> Task to complete
Pick out each line in the rows below that contains the word "suit", and copy those lines in full.

> Data for processing

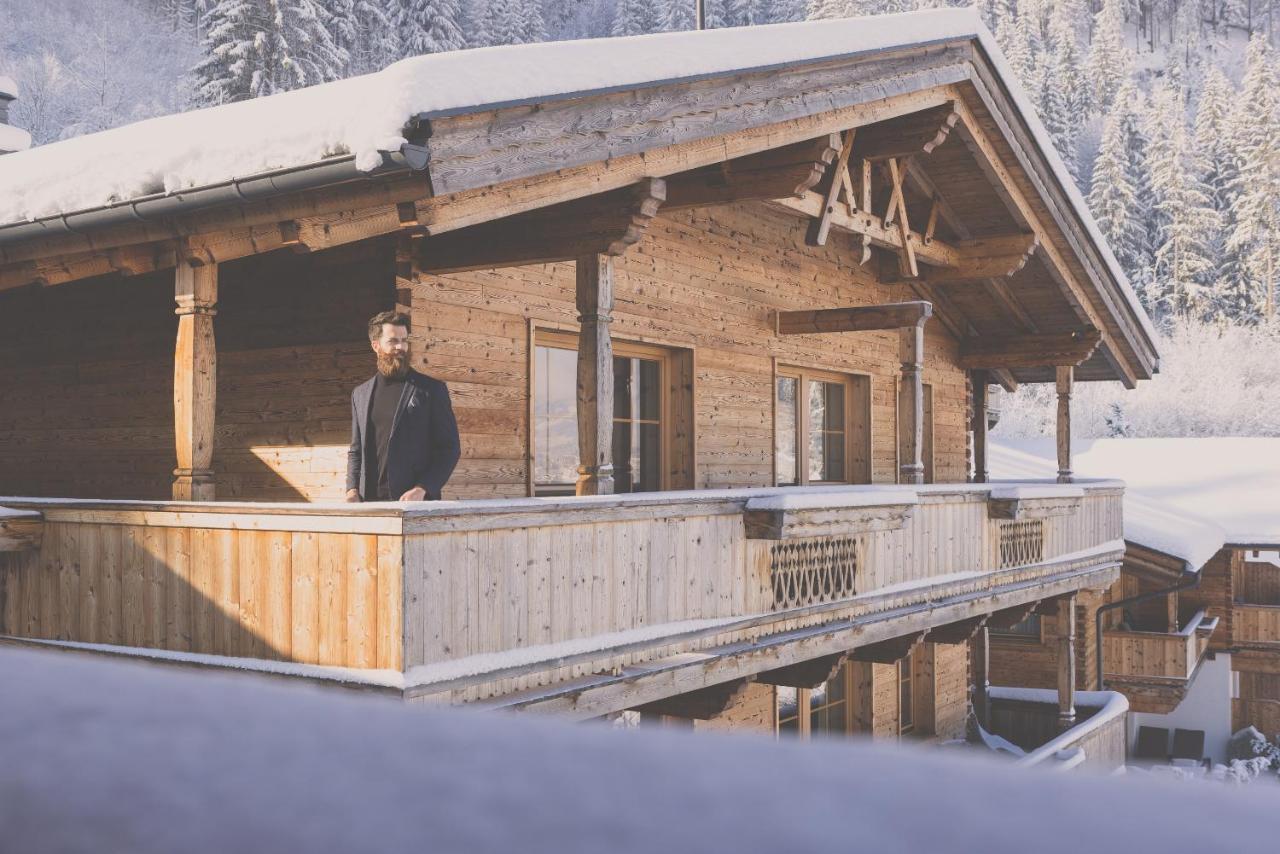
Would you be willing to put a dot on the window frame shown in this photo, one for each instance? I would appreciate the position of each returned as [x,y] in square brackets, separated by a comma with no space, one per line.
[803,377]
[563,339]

* * *

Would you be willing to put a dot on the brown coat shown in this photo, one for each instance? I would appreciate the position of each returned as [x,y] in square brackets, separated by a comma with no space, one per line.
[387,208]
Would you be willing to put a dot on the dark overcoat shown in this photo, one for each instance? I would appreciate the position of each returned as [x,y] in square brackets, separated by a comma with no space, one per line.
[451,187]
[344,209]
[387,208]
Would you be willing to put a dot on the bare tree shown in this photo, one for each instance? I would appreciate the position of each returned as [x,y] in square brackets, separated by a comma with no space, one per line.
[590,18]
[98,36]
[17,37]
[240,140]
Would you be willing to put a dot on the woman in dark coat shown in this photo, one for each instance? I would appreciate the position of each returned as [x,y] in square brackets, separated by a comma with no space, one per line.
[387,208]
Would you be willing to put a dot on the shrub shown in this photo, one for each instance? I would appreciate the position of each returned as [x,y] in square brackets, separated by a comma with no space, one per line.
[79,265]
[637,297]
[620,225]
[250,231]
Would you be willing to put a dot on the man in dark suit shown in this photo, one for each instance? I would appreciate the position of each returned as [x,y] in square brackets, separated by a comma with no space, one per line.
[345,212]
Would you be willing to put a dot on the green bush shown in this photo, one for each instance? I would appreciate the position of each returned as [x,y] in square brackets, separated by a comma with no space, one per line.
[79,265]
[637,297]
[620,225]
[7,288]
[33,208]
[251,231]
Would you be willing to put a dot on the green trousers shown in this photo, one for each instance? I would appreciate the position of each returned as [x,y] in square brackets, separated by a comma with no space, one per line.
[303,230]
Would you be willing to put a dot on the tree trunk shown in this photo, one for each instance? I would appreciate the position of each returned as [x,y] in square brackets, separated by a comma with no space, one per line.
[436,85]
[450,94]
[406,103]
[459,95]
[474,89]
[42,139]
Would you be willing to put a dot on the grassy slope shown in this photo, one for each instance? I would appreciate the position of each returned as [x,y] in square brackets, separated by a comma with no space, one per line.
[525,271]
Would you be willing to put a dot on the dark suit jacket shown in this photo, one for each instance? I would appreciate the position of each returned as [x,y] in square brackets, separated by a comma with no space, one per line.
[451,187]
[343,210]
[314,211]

> Written response
Would you be willing to put a dot on the man in dark suit shown in this photo, one for each instance? I would appreciate the position of each returned as [x,y] in square brackets, separated by a comma with no space, one per line.
Would you be willing to put a dot on the dark suit jacket shown in this photo, one for each instance? I would appreciate the position of each returned as [x,y] in square brackets, separated by a comma with no space, one per line.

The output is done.